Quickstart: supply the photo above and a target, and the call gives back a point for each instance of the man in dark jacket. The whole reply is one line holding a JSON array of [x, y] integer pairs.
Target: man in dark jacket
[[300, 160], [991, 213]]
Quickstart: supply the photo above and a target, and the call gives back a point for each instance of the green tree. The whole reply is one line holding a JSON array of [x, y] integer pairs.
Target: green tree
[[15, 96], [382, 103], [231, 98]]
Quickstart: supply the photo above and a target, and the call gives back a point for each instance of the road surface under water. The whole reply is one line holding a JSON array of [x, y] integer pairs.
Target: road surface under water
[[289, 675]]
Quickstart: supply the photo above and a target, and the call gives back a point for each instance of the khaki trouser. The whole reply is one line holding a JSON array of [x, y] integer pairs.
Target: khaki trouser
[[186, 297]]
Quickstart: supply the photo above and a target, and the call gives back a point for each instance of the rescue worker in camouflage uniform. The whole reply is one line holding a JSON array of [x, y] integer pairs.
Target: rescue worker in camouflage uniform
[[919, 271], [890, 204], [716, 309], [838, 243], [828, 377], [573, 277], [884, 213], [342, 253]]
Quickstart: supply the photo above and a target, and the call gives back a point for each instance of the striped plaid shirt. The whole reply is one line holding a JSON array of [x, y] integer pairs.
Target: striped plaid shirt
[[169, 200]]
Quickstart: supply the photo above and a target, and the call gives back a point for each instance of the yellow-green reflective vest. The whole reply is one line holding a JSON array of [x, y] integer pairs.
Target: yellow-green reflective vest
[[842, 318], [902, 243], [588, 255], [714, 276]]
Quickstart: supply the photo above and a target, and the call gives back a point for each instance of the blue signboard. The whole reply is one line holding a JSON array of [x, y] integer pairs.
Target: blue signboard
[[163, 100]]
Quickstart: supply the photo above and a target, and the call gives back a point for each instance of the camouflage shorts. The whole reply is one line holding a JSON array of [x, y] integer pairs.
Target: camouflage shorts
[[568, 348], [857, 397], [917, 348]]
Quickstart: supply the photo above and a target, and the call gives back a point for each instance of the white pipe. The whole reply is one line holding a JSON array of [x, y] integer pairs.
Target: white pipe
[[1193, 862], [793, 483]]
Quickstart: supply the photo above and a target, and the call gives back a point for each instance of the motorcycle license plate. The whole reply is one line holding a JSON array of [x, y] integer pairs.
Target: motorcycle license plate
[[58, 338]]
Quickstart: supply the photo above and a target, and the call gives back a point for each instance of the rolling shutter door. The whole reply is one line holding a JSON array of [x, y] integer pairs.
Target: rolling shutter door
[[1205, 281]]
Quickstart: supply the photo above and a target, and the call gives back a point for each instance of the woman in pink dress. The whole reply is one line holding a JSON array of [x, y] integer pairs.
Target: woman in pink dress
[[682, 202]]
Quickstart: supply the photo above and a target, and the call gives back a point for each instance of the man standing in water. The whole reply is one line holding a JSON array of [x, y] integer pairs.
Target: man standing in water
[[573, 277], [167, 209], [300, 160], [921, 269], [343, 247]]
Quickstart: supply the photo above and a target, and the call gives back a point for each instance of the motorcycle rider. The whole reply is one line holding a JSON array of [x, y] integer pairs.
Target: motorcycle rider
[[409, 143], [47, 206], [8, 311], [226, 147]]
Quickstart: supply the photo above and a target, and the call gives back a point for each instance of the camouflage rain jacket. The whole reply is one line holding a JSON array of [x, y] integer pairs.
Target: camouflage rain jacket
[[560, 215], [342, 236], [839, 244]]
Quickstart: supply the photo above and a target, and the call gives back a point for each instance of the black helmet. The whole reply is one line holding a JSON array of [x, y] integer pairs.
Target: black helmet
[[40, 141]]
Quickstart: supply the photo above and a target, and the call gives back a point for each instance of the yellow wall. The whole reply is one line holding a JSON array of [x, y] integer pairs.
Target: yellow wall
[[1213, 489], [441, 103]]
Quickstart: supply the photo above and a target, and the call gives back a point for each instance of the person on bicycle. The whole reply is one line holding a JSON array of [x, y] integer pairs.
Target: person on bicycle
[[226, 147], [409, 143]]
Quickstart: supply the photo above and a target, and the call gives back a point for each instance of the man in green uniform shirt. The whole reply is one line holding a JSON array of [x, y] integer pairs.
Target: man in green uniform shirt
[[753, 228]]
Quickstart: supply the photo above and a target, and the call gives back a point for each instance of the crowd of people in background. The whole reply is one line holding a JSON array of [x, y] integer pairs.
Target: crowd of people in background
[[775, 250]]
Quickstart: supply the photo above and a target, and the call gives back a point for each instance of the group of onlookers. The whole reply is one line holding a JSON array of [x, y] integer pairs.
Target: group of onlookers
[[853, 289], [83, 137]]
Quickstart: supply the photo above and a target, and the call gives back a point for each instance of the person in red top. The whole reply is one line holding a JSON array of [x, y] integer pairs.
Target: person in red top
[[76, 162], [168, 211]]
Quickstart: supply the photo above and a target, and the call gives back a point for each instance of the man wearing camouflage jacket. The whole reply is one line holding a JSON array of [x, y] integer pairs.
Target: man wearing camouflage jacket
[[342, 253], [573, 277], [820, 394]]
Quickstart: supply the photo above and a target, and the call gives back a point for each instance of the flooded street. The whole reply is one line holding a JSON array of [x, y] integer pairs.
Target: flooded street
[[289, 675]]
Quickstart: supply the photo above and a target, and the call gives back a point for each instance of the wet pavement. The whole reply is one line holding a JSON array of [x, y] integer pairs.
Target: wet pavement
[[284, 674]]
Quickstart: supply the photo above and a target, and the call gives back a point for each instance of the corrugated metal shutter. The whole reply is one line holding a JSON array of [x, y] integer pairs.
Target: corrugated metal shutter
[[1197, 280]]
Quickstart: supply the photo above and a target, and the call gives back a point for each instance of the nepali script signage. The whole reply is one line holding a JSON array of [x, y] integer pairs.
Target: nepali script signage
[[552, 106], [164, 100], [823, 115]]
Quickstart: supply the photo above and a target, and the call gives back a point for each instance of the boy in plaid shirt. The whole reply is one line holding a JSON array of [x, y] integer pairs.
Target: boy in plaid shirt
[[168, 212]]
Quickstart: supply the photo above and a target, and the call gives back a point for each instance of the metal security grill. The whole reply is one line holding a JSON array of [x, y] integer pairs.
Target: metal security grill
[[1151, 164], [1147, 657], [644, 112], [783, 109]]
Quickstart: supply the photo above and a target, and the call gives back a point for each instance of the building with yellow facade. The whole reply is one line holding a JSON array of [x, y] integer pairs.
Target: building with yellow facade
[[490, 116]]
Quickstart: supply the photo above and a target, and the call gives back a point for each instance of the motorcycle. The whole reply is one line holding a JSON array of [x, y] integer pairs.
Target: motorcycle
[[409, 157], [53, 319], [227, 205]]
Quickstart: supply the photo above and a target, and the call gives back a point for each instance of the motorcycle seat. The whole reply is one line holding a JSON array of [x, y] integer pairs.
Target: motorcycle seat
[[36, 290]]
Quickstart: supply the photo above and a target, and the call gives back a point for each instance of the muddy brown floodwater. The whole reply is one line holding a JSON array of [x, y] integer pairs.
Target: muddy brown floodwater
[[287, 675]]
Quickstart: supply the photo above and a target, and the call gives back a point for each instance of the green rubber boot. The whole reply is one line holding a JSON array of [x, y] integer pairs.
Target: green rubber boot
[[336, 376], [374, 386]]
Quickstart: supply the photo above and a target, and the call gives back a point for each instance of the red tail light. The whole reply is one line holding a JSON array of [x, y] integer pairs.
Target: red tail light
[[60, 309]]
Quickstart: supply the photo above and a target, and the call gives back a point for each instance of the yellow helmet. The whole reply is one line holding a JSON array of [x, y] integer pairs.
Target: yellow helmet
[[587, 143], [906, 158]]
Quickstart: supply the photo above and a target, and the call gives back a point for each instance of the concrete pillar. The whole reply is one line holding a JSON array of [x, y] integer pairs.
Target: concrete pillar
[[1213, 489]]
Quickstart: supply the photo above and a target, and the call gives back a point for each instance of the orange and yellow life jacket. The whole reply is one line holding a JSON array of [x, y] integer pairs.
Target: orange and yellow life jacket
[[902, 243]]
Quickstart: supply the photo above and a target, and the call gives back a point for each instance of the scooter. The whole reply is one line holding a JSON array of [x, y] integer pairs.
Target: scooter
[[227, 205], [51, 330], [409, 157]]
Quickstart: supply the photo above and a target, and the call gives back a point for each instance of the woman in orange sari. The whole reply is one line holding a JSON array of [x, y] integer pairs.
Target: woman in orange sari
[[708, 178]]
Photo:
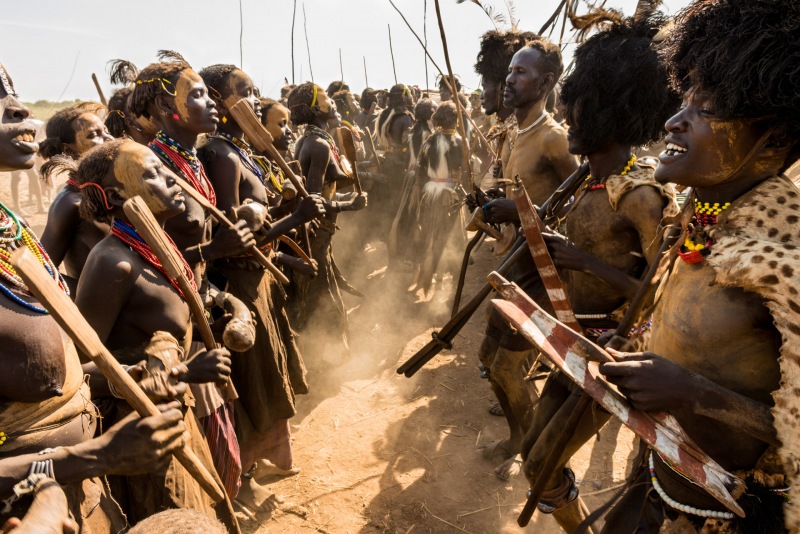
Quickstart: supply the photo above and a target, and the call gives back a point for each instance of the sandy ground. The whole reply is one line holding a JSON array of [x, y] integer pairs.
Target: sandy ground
[[381, 453]]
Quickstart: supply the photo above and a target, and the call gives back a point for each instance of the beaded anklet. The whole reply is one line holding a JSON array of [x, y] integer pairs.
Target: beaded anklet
[[672, 503]]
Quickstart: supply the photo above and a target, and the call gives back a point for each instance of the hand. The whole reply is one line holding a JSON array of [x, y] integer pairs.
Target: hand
[[208, 366], [356, 204], [310, 208], [297, 264], [231, 241], [650, 382], [565, 254], [140, 445], [501, 210]]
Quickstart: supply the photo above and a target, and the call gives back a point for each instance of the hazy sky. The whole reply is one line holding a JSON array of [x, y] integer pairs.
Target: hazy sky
[[41, 41]]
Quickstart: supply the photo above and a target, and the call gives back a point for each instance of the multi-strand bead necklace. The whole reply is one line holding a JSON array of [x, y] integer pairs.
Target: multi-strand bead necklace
[[21, 235], [697, 245], [128, 235], [185, 163]]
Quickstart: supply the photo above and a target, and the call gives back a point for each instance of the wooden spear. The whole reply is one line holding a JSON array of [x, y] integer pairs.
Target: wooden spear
[[69, 318], [460, 110]]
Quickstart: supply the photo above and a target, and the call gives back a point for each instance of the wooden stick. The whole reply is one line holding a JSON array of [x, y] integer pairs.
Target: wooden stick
[[223, 219], [391, 51], [66, 314], [460, 110], [349, 147], [142, 219], [99, 89]]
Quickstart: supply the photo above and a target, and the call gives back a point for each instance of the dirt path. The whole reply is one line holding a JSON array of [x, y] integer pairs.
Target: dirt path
[[381, 453]]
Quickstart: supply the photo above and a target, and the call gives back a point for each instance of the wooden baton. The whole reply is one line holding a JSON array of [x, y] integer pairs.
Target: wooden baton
[[69, 318]]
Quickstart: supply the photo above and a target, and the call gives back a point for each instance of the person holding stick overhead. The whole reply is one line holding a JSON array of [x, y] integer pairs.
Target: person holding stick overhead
[[271, 373], [43, 381], [318, 300], [134, 307]]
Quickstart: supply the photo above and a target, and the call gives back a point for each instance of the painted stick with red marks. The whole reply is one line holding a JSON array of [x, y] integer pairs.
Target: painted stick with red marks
[[577, 358]]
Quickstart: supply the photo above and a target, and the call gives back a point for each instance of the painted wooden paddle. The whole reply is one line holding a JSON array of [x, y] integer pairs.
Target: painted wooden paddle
[[577, 358]]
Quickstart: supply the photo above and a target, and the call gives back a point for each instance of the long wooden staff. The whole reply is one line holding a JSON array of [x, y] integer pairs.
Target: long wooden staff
[[66, 314], [459, 109], [443, 338], [446, 80], [99, 90], [223, 219], [142, 219]]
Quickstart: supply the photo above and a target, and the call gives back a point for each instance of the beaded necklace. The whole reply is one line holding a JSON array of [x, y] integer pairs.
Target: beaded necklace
[[244, 151], [185, 163], [22, 236], [275, 175], [697, 245], [319, 132], [128, 235], [602, 183]]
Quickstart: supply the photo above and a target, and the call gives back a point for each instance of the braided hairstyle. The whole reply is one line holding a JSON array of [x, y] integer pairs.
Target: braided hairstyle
[[496, 50], [300, 100], [744, 54], [156, 79]]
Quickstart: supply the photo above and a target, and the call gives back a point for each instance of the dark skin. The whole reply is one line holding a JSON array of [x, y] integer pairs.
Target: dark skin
[[34, 355], [67, 237], [234, 182], [544, 162], [191, 230], [319, 166], [726, 350], [121, 289]]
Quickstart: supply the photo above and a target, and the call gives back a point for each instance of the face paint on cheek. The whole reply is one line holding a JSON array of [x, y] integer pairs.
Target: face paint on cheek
[[129, 169]]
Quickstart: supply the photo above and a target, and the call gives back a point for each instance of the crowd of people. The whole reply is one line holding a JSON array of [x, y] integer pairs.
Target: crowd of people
[[710, 223]]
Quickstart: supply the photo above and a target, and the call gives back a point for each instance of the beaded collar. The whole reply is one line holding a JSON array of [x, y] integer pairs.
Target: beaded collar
[[184, 162], [697, 245], [22, 236], [128, 235], [243, 150]]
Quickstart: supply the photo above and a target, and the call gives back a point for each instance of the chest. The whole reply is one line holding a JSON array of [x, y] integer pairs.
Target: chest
[[33, 354], [723, 333]]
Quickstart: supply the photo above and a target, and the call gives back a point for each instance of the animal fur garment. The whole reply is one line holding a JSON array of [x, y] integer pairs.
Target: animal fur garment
[[756, 248]]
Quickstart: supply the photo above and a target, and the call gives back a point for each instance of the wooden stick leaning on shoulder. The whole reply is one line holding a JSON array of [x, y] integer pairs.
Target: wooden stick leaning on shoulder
[[223, 219], [72, 322], [142, 219]]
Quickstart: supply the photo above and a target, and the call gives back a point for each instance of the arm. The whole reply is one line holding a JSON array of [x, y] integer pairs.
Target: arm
[[62, 225], [653, 383]]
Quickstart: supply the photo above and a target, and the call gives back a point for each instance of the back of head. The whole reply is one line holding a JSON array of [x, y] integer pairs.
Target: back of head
[[496, 50], [744, 54], [618, 91], [178, 521]]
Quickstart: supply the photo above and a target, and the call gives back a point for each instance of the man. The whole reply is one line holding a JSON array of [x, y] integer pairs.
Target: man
[[541, 158], [613, 224], [736, 348]]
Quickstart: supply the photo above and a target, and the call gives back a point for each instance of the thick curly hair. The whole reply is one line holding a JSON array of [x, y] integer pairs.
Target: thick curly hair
[[92, 168], [156, 79], [619, 90], [299, 101], [496, 50], [745, 54], [215, 77]]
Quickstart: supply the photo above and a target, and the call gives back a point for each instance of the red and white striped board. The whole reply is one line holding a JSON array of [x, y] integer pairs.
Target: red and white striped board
[[577, 358], [532, 227]]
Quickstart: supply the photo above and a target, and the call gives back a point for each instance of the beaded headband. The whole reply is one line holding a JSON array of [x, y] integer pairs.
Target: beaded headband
[[6, 82], [163, 81]]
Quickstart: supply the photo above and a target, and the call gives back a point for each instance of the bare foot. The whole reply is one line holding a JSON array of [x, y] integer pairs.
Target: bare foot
[[255, 498], [497, 451], [509, 468]]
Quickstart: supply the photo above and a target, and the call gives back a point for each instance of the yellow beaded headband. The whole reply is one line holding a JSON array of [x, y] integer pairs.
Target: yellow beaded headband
[[163, 81]]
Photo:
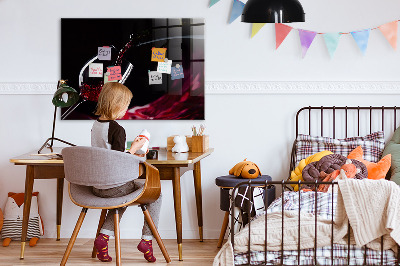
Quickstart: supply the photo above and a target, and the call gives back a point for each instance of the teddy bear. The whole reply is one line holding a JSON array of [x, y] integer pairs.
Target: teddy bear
[[13, 215], [245, 169], [180, 144]]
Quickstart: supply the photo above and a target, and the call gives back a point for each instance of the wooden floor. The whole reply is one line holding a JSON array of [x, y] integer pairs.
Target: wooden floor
[[50, 252]]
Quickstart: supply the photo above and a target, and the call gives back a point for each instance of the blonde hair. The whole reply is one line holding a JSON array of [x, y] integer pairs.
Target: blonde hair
[[113, 97]]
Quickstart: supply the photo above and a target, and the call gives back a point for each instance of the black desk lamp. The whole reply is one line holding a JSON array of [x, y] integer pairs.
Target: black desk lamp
[[65, 96], [273, 11]]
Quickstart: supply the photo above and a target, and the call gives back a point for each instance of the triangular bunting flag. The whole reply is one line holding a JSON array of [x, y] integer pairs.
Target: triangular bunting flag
[[390, 32], [237, 9], [306, 38], [256, 28], [281, 31], [213, 2], [361, 38], [332, 41]]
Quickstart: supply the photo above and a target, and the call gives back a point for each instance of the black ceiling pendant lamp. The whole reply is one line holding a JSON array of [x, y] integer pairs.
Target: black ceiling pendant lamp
[[273, 11]]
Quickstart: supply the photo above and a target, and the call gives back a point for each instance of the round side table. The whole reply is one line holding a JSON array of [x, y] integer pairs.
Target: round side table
[[228, 182]]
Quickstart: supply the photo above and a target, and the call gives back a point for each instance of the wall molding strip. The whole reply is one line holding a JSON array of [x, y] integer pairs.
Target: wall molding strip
[[248, 87]]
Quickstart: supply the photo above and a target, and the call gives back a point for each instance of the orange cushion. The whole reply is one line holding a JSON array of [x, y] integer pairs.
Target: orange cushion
[[375, 170]]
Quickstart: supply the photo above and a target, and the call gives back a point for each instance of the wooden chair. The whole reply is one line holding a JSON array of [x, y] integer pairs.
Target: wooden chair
[[85, 167]]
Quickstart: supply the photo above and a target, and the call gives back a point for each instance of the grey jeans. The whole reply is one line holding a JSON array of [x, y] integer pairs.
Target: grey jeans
[[154, 208]]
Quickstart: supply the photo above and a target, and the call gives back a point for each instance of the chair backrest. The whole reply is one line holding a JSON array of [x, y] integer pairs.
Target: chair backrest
[[92, 166]]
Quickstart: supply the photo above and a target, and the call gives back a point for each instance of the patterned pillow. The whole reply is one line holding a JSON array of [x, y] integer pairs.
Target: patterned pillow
[[372, 145]]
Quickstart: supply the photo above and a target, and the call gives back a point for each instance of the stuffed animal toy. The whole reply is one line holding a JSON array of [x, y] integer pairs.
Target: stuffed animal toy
[[348, 170], [180, 144], [13, 215], [375, 170], [245, 169]]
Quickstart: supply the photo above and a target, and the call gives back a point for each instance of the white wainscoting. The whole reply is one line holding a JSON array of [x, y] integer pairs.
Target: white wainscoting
[[248, 87]]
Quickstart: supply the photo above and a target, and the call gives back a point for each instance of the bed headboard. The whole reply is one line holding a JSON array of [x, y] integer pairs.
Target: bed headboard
[[344, 121]]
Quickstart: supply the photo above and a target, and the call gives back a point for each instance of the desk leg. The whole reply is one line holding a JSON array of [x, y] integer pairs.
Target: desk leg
[[199, 205], [60, 190], [176, 182], [27, 206]]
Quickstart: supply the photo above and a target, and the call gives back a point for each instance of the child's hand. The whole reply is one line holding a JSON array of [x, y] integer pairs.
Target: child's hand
[[137, 144]]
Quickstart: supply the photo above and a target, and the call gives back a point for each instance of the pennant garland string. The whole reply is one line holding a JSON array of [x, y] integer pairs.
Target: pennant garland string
[[237, 9], [213, 2], [306, 39], [256, 27], [389, 30], [361, 37], [332, 41], [281, 31]]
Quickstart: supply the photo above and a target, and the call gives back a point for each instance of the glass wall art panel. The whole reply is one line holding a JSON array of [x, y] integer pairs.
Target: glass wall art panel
[[160, 60]]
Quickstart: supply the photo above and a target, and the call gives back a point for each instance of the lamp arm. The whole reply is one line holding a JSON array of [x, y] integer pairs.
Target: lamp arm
[[54, 127], [71, 109]]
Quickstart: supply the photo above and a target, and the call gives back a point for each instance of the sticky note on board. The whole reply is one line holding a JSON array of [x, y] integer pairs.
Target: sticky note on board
[[104, 53], [164, 67], [106, 75], [158, 54], [115, 73], [177, 72], [96, 70], [155, 77]]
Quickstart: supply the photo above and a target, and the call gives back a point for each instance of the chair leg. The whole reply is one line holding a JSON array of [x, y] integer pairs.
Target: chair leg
[[223, 229], [154, 230], [73, 237], [117, 238], [101, 222]]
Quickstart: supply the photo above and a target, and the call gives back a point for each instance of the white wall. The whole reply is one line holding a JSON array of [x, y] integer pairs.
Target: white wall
[[258, 126]]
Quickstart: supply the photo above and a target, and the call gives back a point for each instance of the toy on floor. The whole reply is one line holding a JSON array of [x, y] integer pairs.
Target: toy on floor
[[13, 215], [245, 169]]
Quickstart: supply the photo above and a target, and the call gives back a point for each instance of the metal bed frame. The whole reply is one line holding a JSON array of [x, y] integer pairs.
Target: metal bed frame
[[283, 184]]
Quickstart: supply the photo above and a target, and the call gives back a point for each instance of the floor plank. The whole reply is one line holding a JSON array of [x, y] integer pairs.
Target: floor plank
[[50, 252]]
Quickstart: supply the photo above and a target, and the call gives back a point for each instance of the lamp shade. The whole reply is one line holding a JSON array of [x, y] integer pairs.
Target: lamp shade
[[65, 96], [273, 11]]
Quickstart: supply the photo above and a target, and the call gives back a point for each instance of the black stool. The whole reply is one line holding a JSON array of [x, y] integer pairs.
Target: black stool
[[228, 182]]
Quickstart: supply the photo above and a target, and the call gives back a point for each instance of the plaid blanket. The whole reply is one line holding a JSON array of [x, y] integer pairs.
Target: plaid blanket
[[323, 205]]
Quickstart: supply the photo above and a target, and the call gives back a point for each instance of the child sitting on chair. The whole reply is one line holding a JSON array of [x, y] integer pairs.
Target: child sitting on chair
[[106, 133]]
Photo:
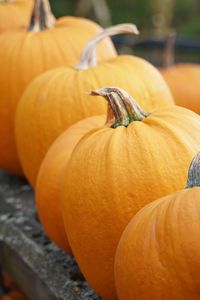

_What this task involves_
Only the lines above starting at the one containing "the wooden chair." and ending at the one containing "of the stuffed", both included, are to be returned, exactly as they read.

_Answer to this exercise_
Quickstart: supply the photo above and a target, and the call gives back a point for each instance of the wooden chair. The whole reply is one line holding a JSON array of [x, y] integer pairs.
Target: wooden chair
[[85, 167]]
Quickstart: supply the photo above and a target, and the call gives back a point for each instance of the grey jeans. The whole reply is one line holding a JSON array of [x, y] integer pairs.
Target: grey jeans
[[154, 208]]
Quickstart: supply the photo above and a target, and the call gives back a point for each instance of the chair backrest. The whole reply is one line holding a JSON array of [x, y] integer pairs.
Target: chair backrest
[[92, 166]]
Quickstart: supply the photo above and a target, and the call gives back a point for each instance of the patterned pillow. The whole reply is one line holding a JSON array of [x, y] integer pairs.
Target: patterned pillow
[[372, 145]]
Quickstart: supply the photo above and a target, and the call gives back a point for each instance of the stuffed animal toy. The whole reply is one line holding a JSON array of [x, y] integer pairs.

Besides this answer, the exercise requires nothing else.